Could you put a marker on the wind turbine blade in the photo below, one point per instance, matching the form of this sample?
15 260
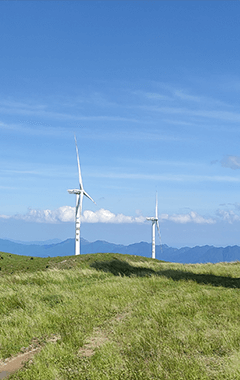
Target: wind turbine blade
81 199
159 234
156 207
88 196
79 168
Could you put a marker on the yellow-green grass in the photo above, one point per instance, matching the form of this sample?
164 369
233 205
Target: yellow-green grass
122 317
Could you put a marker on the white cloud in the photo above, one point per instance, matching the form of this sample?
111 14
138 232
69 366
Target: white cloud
106 216
228 216
191 217
62 214
232 162
67 214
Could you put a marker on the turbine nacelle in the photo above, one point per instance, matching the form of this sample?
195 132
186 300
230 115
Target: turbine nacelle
79 199
152 219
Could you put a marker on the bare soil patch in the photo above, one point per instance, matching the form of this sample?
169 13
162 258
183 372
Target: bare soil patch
13 364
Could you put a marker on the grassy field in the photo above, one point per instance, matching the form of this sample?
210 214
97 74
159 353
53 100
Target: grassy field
110 316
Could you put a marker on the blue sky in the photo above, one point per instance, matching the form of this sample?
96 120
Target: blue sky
151 89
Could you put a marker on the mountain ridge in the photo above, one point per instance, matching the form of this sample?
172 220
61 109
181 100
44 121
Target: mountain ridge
185 255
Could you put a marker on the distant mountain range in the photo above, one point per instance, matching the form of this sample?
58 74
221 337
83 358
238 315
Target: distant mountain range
186 255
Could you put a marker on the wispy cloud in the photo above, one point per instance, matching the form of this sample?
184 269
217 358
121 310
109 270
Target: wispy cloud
191 217
232 162
67 214
228 216
167 177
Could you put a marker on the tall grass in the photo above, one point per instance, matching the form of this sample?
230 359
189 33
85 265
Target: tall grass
123 317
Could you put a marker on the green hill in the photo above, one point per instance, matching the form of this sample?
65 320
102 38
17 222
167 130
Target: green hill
110 316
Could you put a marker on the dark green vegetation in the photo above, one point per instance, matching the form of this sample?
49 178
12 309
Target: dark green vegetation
120 317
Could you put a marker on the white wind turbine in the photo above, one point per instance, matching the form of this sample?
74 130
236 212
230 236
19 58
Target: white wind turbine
155 223
79 198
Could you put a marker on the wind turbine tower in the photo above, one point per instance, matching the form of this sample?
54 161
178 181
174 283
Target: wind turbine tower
79 199
154 220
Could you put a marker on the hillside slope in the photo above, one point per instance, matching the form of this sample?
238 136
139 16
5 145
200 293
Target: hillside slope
112 316
183 255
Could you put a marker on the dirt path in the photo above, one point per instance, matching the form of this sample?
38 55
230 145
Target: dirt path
14 364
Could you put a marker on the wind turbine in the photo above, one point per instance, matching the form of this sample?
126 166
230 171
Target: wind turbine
154 220
79 198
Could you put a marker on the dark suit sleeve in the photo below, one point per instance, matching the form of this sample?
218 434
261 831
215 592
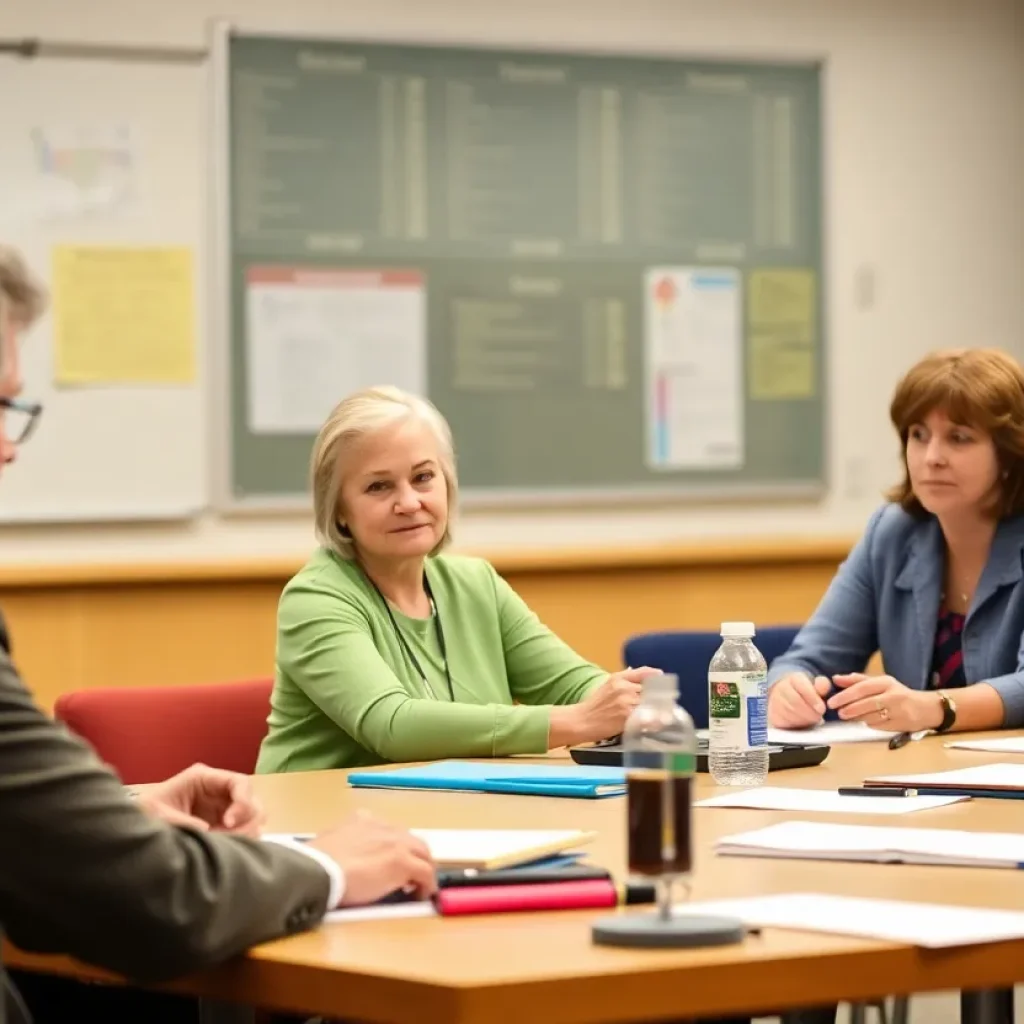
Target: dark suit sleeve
84 871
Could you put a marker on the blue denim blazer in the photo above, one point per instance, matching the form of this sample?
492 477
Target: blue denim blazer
886 597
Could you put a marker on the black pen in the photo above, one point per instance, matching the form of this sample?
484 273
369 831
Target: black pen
902 738
520 876
876 791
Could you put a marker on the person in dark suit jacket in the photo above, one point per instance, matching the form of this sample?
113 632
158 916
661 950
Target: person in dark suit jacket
936 584
89 871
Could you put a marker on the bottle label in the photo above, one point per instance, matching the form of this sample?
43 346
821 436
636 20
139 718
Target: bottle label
738 710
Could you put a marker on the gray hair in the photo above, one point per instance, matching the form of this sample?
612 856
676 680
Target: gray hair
20 291
351 420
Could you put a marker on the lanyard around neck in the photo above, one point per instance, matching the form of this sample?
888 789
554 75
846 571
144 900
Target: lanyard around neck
410 653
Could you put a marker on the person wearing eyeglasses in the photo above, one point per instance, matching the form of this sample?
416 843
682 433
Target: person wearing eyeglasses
155 887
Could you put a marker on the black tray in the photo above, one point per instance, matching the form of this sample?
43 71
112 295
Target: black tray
780 756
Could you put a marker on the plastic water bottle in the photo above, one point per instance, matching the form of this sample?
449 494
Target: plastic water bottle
659 751
737 701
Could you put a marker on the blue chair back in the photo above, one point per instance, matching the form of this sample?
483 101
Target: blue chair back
687 654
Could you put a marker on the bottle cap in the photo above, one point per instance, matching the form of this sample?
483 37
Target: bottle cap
738 630
665 684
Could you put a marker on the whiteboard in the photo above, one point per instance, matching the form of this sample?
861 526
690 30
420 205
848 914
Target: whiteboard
110 453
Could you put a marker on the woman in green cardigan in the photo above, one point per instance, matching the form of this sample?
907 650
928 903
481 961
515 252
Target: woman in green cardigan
389 650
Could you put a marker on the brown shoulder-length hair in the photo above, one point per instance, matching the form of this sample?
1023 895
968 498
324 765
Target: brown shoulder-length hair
982 388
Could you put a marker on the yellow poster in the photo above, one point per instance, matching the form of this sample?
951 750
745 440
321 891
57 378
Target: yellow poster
123 315
781 320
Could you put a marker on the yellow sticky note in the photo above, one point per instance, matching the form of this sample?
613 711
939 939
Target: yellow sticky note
783 297
124 315
781 318
778 370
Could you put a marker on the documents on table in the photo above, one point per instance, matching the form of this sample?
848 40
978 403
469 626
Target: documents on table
929 925
829 732
382 911
878 844
483 848
825 802
999 778
998 744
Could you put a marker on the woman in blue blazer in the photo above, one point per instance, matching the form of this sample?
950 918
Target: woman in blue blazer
936 584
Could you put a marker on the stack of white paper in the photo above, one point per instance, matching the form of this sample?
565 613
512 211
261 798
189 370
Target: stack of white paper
828 733
877 844
825 802
999 744
928 925
996 778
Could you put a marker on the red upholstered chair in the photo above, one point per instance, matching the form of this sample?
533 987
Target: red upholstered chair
148 733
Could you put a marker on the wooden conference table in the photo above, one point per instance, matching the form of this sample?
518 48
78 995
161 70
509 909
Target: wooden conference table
546 970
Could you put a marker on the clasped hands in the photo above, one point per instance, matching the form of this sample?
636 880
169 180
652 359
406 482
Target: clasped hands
797 701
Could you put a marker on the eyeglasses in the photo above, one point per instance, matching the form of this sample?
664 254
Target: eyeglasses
19 418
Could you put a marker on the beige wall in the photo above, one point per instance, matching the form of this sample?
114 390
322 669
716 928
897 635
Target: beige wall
124 626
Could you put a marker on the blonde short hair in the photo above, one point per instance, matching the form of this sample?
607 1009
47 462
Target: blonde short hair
20 291
353 419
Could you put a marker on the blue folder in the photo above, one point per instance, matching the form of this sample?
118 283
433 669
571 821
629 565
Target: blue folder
538 780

> [Task statement]: Write every line above as a JSON list of strings, one string per line, leaving out blank lines and the pictures.

> [Written answer]:
[
  "Could you put a marker on the wind turbine blade in the photo below, one point per instance, matching the form of this sample?",
  "15 260",
  "Target: wind turbine blade",
  "81 199",
  "159 234",
  "156 207",
  "88 196",
  "79 168",
  "Could you put a marker on the yellow-green grass in the photo above, one point per instance, matching the form of this sample?",
  "164 369",
  "233 205",
  "Target: yellow-green grass",
  "122 317",
  "Could you put a marker on the white cloud in the photo above, one point per instance, matching the form of this sample?",
  "111 14",
  "138 232",
  "69 366",
  "Target: white cloud",
  "106 216",
  "228 216",
  "191 217",
  "62 214",
  "232 162",
  "67 214",
  "Could you put a marker on the turbine nacelle in the photo above, one point per instance, matching the form of this sample?",
  "195 132",
  "186 300",
  "230 115",
  "Target: turbine nacelle",
  "79 199",
  "152 219",
  "Could you put a marker on the bare soil patch in the photo above, one point per instance, matching the form of this sample?",
  "169 13",
  "162 258",
  "183 372",
  "Target: bare soil patch",
  "13 364",
  "Could you put a marker on the grassy field in the photo above, one point per instance, matching the form of this sample?",
  "210 214",
  "97 74",
  "159 353",
  "53 100",
  "Target: grassy field",
  "110 316",
  "Could you put a marker on the blue sky in the photo above, one point per instance, matching the form of this sample?",
  "96 120",
  "Target: blue sky",
  "151 89",
  "Could you put a marker on the mountain ridge in the photo above, one point per instance, matching the form of this sample?",
  "172 220",
  "61 109",
  "181 100",
  "44 121",
  "Target: mountain ridge",
  "185 255",
  "Could you put a marker on the distant mountain range in the photo above, one point per instance, matching the form of this sample?",
  "58 74",
  "221 337",
  "83 358",
  "238 315",
  "Target: distant mountain range",
  "186 255",
  "Could you put a marker on the wispy cloud in the photo above, one point per instance, matching the form of this sample?",
  "184 269",
  "217 358",
  "121 310",
  "109 270",
  "Target: wispy cloud",
  "191 217",
  "232 162",
  "67 214",
  "228 216",
  "167 177",
  "Could you put a marker on the tall grass in the photo above, one point per instance, matching the form of this sample?",
  "230 359",
  "189 33",
  "85 265",
  "Target: tall grass",
  "123 317",
  "Could you put a marker on the green hill in the photo above, one point per instance, matching the form of this sample?",
  "65 320",
  "102 38",
  "17 222",
  "167 130",
  "Target: green hill",
  "110 316",
  "Could you put a marker on the dark green vegetation in the photo above, one point per instance, matching the form of this sample?",
  "49 178",
  "12 309",
  "Target: dark green vegetation",
  "120 317",
  "Could you put a marker on the white wind turbine in the photo above, one point per instance, matching the form of this sample?",
  "74 130",
  "236 212",
  "230 236",
  "19 58",
  "Target: white wind turbine",
  "155 223",
  "79 198",
  "Could you put a marker on the wind turbine tower in the photo above, one point per instance, matching the form of this sample?",
  "54 161",
  "178 181",
  "174 283",
  "Target: wind turbine tower",
  "79 199",
  "154 220",
  "Could you put a marker on the hillside slope in the photo above, one point per instance, matching the form of this sample?",
  "238 136",
  "139 16",
  "5 145",
  "200 293",
  "Target: hillside slope",
  "112 316",
  "183 255",
  "Could you put a marker on the dirt path in the photo above, one point per instance, matching the form of this sample?",
  "38 55",
  "230 145",
  "Target: dirt path",
  "14 364",
  "Could you put a marker on the wind turbine in the photo above, one point per instance, matching the form of this sample?",
  "126 166",
  "230 171",
  "Target: wind turbine",
  "154 220",
  "79 198",
  "Could you put a marker on the dark suit sleeve in the photo below, one point per instance, matching the form of this sample?",
  "218 434",
  "261 831",
  "215 592",
  "Target: dark suit sleeve",
  "84 871",
  "Could you put a marker on the blue denim blazer in the photo above, one point per instance, matching the form of this sample?",
  "492 477",
  "Target: blue denim blazer",
  "886 597",
  "Could you put a marker on the black pen in the photo above, one point per instance, matching the form of this sample?",
  "484 273",
  "369 831",
  "Target: black pen",
  "902 738",
  "520 876",
  "876 791",
  "Could you put a marker on the person in dark suit jacket in the photo above, one point per instance, matching the form of this sample?",
  "113 632",
  "158 916",
  "661 950",
  "Target: person in dark suit jacket",
  "936 584",
  "89 871",
  "Could you put a marker on the bottle label in the photo above, one point per instance, matching the form of this sample?",
  "43 346",
  "821 436",
  "636 20",
  "139 718",
  "Target: bottle label",
  "738 710",
  "Could you put a marker on the gray hair in the photo above, one point per instance, matching the form of this sample?",
  "612 856",
  "676 680",
  "Target: gray hair",
  "20 291",
  "351 420",
  "Could you put a marker on the lanyard around neck in the photo above, one point per instance, matching the form of this sample?",
  "888 789",
  "554 75",
  "846 571",
  "144 900",
  "Target: lanyard around neck",
  "410 653",
  "Could you put a marker on the person wearing eyeglasses in the photo above, one point per instance, matching the form of this sample?",
  "416 843",
  "682 433",
  "Target: person wearing eyeglasses",
  "155 887",
  "Could you put a marker on the black tray in the photo above, one point per instance, matching the form of this sample?",
  "43 71",
  "112 295",
  "Target: black tray",
  "780 756",
  "Could you put a marker on the plastic water bottle in the photo above, one point per instance, matching the form of this sample?",
  "449 494",
  "Target: plastic water bottle",
  "659 751",
  "737 701",
  "Could you put a marker on the blue chair back in the photo above, one point per instance, matching the form of this sample?",
  "483 101",
  "Target: blue chair back",
  "687 654",
  "Could you put a marker on the bottle cap in the photo above, one point per instance, matching the form of this sample?",
  "483 37",
  "Target: bottle cap",
  "738 630",
  "665 684",
  "Could you put a marker on the whiteboard in the photo above, one point per instance, matching the form of this sample?",
  "861 526",
  "690 30",
  "420 205",
  "848 914",
  "Target: whiteboard",
  "110 453",
  "Could you put a marker on the woman in green cardigan in the photo above, one point per instance, matching the form of this sample?",
  "907 650",
  "928 903",
  "481 961",
  "515 252",
  "Target: woman in green cardigan",
  "389 650",
  "Could you put a marker on the brown shoulder-length hair in the photo above, one point per instance, matching the form of this sample?",
  "1023 895",
  "968 498",
  "324 765",
  "Target: brown shoulder-length hair",
  "982 388",
  "Could you put a marker on the yellow poster in the photo above, one point per instance, matching the form of this sample?",
  "951 750",
  "745 440",
  "321 891",
  "57 378",
  "Target: yellow poster",
  "123 315",
  "781 320",
  "Could you put a marker on the yellow sticky note in the photo above, one point per instance, matching the form of this sample?",
  "613 711",
  "939 939",
  "Target: yellow sticky note",
  "783 297",
  "124 315",
  "781 318",
  "778 370",
  "Could you put a marker on the documents on table in the photo above, one point per instance, matching the form of this sample?",
  "848 40",
  "978 403",
  "469 626",
  "Target: documents on table",
  "929 925",
  "829 732",
  "382 911",
  "878 844",
  "483 848",
  "825 802",
  "999 778",
  "998 744",
  "Could you put a marker on the woman in blue blazer in the photo above, one point per instance, matching the form of this sample?",
  "950 918",
  "Target: woman in blue blazer",
  "936 584",
  "Could you put a marker on the stack of white paper in the photo above, one point per instance, matching the form of this sample?",
  "565 613",
  "512 211",
  "261 798",
  "189 370",
  "Target: stack of white paper",
  "828 733",
  "877 844",
  "825 802",
  "999 744",
  "928 925",
  "996 778",
  "Could you put a marker on the red upholstered chair in the photo above, one point per instance, matching the form of this sample?",
  "533 987",
  "Target: red upholstered chair",
  "148 733",
  "Could you put a marker on the wooden conference table in the photo above, one point per instance, matching the form of this sample?",
  "518 48",
  "78 995",
  "161 70",
  "509 909",
  "Target: wooden conference table",
  "546 970",
  "Could you put a marker on the clasped hands in the photo above, one point per instance, matching the form of this sample?",
  "636 880",
  "169 180",
  "652 359",
  "406 482",
  "Target: clasped hands",
  "797 701",
  "Could you put a marker on the eyeglasses in the photo above, one point per instance, matching the form of this sample?",
  "664 254",
  "Target: eyeglasses",
  "19 418",
  "Could you put a marker on the beige wall in the photo above, one point per instance, matching the form of this sample?",
  "114 390",
  "322 669",
  "716 928",
  "897 635",
  "Target: beige wall",
  "124 626",
  "Could you put a marker on the blonde short hair in the photo above, one point per instance, matching the form of this sample?",
  "607 1009",
  "47 462",
  "Target: blonde short hair",
  "20 291",
  "353 419",
  "Could you put a marker on the blue folder in the photo above, one point per instance, matching the form of this sample?",
  "118 283",
  "433 669",
  "571 821",
  "629 565",
  "Target: blue folder",
  "538 780"
]